Below are some records. Return exactly the lines from the one containing "of the ceiling" through the one containing "the toilet tank", both included, and only those.

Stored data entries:

────────────────────

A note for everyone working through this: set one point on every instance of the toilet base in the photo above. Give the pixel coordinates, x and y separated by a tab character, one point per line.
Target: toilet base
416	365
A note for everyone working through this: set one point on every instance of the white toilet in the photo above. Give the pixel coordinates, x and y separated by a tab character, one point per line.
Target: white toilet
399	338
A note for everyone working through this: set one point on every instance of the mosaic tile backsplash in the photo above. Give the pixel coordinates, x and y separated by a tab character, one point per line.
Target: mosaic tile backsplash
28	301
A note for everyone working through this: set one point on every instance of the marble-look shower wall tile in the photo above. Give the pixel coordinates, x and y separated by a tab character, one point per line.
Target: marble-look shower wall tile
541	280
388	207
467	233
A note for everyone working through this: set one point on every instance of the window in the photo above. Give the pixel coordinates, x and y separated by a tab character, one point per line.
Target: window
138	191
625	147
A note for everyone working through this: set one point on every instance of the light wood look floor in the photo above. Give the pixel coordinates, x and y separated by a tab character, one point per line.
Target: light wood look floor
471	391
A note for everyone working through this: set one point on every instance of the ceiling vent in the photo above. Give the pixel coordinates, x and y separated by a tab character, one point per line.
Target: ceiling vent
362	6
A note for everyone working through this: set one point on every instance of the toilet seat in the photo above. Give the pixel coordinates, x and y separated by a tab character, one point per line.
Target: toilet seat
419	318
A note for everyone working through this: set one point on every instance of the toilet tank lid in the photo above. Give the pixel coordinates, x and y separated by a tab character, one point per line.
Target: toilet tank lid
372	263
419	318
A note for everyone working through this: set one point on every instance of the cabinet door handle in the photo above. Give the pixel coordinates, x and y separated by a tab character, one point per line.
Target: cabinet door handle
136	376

────────────────────

TASK SOLUTION:
A note for everyone working through this: set one point on every instance of the ceiling vent in the photo above. Give the pixel coordinates, x and y separated by a tab character, one point per line.
Target: ceiling vent
362	6
A note for everyone working through this: set one point on every instance of the toilet seat in the photo above. Give the pixel coordinates, x and y separated by a tab character, one point per line.
Target: toilet seat
419	318
A note for everyone working through this: set one point on every instance of the toilet tank lid in the photo above. Give the pixel coordinates, x and y separated by a tab character, one point per line.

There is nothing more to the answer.